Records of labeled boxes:
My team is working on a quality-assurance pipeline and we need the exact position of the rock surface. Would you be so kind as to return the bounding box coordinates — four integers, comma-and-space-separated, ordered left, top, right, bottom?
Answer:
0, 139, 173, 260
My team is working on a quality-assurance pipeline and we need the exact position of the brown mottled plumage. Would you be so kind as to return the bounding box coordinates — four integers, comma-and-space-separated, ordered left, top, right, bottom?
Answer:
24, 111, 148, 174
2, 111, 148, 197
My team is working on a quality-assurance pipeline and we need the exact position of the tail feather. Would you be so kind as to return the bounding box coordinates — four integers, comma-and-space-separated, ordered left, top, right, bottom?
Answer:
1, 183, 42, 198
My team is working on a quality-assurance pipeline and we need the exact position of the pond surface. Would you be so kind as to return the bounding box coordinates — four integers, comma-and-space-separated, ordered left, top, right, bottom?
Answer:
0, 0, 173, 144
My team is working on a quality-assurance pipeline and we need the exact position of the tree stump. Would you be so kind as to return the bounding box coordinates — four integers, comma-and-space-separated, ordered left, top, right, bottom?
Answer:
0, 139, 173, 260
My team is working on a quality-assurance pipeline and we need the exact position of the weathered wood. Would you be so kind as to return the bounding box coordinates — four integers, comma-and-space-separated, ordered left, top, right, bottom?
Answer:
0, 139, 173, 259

* **Your goal**
Quote the lines above exactly, from the first to the last.

* **Solution to this exercise**
My team is working on a quality-assurance pipeline and we need the exact position of the rock surface. Would you be so kind as to return the bounding box coordinates — four integers, comma-and-space-separated, ordered left, top, right, bottom?
Answer:
0, 139, 173, 260
My team is working on a quality-assurance pipeline and we need the exact position of the brown mottled plumage. Would you be so kind as to return the bounding box coordinates — four integers, comma-and-space-separated, ordered left, top, right, bottom?
Answer:
24, 111, 148, 174
2, 111, 148, 197
My team is working on a quality-assurance pipeline and we need the exact position of the tail feather. Would you be so kind as to return the bounding box coordinates — four integers, comma-and-space-separated, ordered left, top, right, bottom?
Answer:
1, 183, 42, 198
My team is working on a quality-assurance pipeline and we need the exact position of the pond surface. Would you be so kind as to return the bounding box coordinates — four integers, comma-and-space-separated, ordered left, top, right, bottom?
Answer:
0, 0, 173, 144
My team is working on a quality-assurance pipeline and we need the exact position of the tree stump. Would you be so kind as to return the bounding box coordinates — four integers, comma-and-space-separated, ordered left, top, right, bottom?
Answer:
0, 139, 173, 260
My team is working on a quality-assurance pipeline and we need the exact position of the weathered wood. Would you be so kind as to return the bounding box coordinates — four integers, comma-and-space-separated, ordered left, top, right, bottom?
Answer:
0, 139, 173, 259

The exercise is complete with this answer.